• Aufgabe a: Zähle die Zeilen unten, die die Zeichenfolge „fingertip“ enthalten, und gib nur die Anzahl an.

• Textauszug:

Ich erinnere: Ende 2014 hat die Geschichte um Marco Reus und das/sein Fahren ohne Führerschein (§ 21 StVG) die Gazetten und auch die Blogs bewegt (vgl. z.B. „Der teuerste Strafzettel aller Zeiten? Marco Reus muss 540.000 Euro zahlen.“) . Ich fand es schon damals interessant, dass die „Geschichte“ mit einem Strafbefel „erledigt worden ist, und dann auch noch keine Sperrfrist angeordnet worden ist (vgl.Marco Reus: Warum keine Sperre für die Erteilung der Fahrerlaubnis?). Diese „Sonderbehandlung“ wurde dann in meinen Augen noch dadurch getoppt, dass die Sache mit dem holländischen Führerschein ( ggf. § 267 StGB) nach § 154 StPO eingestellt worden ist (vgl. zum Ganzen Fahren ohne Führerschein Nachspiel für Marco Reus?). Schon damals hatte ich mir die Frage gestellt: Vorzugsbehandlung? Oder: Fußballspieler müsste man sein.

• Zu nutzende Zeilen:

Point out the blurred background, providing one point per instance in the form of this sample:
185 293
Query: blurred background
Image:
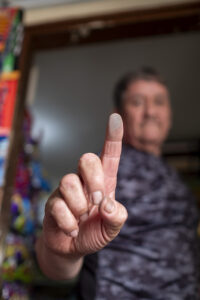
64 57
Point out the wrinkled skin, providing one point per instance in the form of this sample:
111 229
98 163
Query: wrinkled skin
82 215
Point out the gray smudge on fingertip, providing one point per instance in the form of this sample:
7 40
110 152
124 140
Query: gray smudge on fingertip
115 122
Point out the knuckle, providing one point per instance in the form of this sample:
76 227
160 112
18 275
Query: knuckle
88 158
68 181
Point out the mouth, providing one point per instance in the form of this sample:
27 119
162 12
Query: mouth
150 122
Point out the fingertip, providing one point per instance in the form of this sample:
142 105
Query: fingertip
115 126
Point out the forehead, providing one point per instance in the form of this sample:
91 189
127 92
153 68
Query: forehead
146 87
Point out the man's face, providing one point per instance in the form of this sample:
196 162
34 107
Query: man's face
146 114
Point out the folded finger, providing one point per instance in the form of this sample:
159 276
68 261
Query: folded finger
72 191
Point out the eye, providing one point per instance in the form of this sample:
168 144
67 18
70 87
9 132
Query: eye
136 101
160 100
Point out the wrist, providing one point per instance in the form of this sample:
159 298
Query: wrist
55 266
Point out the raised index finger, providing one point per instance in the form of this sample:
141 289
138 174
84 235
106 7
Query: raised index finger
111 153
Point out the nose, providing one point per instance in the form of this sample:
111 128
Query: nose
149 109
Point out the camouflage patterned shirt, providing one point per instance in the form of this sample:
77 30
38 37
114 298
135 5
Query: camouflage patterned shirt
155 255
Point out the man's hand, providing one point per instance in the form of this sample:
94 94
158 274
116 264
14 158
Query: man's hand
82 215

--

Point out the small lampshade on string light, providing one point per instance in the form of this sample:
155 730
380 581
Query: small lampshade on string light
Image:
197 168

--

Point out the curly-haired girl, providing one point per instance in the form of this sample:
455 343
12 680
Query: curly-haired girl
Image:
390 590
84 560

• Aufgabe b: Tippe aus dem Textauszug oben die Stelle zwischen „Ich erinnere: Ende“ und „müsste man sein.“ wortgetreu ab, beide Enden eingeschlossen.

• Antwort a: 4

• Antwort b:
Ich erinnere: Ende 2014 hat die Geschichte um Marco Reus und das/sein Fahren ohne Führerschein (§ 21 StVG) die Gazetten und auch die Blogs bewegt (vgl. z.B. „Der teuerste Strafzettel aller Zeiten? Marco Reus muss 540.000 Euro zahlen.“) . Ich fand es schon damals interessant, dass die „Geschichte“ mit einem Strafbefel „erledigt worden ist, und dann auch noch keine Sperrfrist angeordnet worden ist (vgl.Marco Reus: Warum keine Sperre für die Erteilung der Fahrerlaubnis?). Diese „Sonderbehandlung“ wurde dann in meinen Augen noch dadurch getoppt, dass die Sache mit dem holländischen Führerschein ( ggf. § 267 StGB) nach § 154 StPO eingestellt worden ist (vgl. zum Ganzen Fahren ohne Führerschein Nachspiel für Marco Reus?). Schon damals hatte ich mir die Frage gestellt: Vorzugsbehandlung? Oder: Fußballspieler müsste man sein.